Stated task 1:
From the passage on contrasts, list the comparisons it says could in principle be made for a factor with three levels, A, B, and C.
Stated task 2:
Resume the passage on contrasts after its last sentence and write what comes next.

The monotonicity assumption is violated in the current data set, since the mean is larger in condition $F2$ than in condition $F3$. The monotonic model thus assumes this (negative) difference is due to chance; see Figure \@ref(fig:checkmopol).

Estimating such monotonic effects provides an alternative to the contrast coding we treat in the rest of this chapter. It may be relevant when the specific differences between factor levels are not of interest, but when instead the goal is to estimate the overall monotonic effect of a factor and when this overall effect is not well approximated by a simple linear trend.

## What makes a good set of contrasts? {#nonOrthogonal}

For a factor with $I$ levels one can make only $I-1$ linearly independent comparisons within a single model. For example, in a design with one factor with two levels, only one comparison is possible (between the two factor levels). The reason for this is that the intercept is also estimated. More generally, if we have a factor with $I_1$ and another factor with $I_2$ levels, then the total number of conditions is $I_1\times I_2 = \nu$ (not $I_1 + I_2$), which implies a maximum of $\nu-1$  contrasts.

For example, in a design with one factor with three levels, $A$, $B$, and $C$, in principle one could make three comparisons ($A$ vs. $B$, $A$ vs. $C$, $B$ vs. $C$).
However, after defining an intercept, only two means can be compared (or two linear combinations of means). Therefore, for a factor with three levels, we define two comparisons within one statistical model.

One critical precondition for contrasts is that they implement different comparisons that are not \index{Collinear} collinear, that is, that none of the contrasts can be generated from the other contrasts by linear combination. For example, the contrast `c1 = c(1, 2, 3)` can be generated from the contrast `c2 = c(3, 4, 5)` simply by computing `c2 - 2`. Therefore, contrasts c1 and c2 cannot be used simultaneously. That is, each contrast needs to encode some independent information about the data.

Information provided:
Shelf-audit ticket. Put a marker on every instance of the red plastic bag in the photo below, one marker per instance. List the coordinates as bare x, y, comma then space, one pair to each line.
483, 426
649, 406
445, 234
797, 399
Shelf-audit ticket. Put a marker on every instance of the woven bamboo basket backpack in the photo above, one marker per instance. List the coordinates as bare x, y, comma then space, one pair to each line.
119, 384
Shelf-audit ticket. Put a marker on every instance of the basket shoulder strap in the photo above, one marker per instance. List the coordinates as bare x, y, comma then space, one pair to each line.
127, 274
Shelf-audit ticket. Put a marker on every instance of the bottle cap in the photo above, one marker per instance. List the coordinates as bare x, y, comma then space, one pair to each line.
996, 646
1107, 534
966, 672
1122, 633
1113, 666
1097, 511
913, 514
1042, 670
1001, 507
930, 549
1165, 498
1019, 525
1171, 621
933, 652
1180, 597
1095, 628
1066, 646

Expected answer 1:
A vs. B
A vs. C
B vs. C

Expected answer 2:
There are (at least) three criteria to decide what a good contrast is. First, *orthogonal contrasts* have advantages as they estimate mutually independent comparisons in the data [see @dobson2011introduction, section 6.2.5, p. 91 for a detailed explanation of orthogonality]. Second, it is crucial that contrasts are defined in a way such that they answer the research questions. One way to accomplish this second point is to use the hypothesis matrix to generate contrasts (e.g., via the `hypr` package), as this ensures that one uses contrasts that exactly estimate the comparisons of interest in a given study. Third, in the Bayesian context, the scaling of contrasts is important, and has to be considered when defining priors: the scaling of the priors has to be tailored to the scaling of each individual contrasts. In situations where we define the same prior for all coefficients of a factor, the scaling of the contrasts has to be set accordingly.

### \index{Centered contrasts} Centered contrasts

Contrasts are often constrained to be centered, such that the individual contrast coefficients $c_i$ for different factor levels $i$ sum to $0$: $\sum_{i = 1}^I c_i = 0$. This has advantages when estimating interactions with other factors or covariates (we discuss interactions between factors in the next chapter).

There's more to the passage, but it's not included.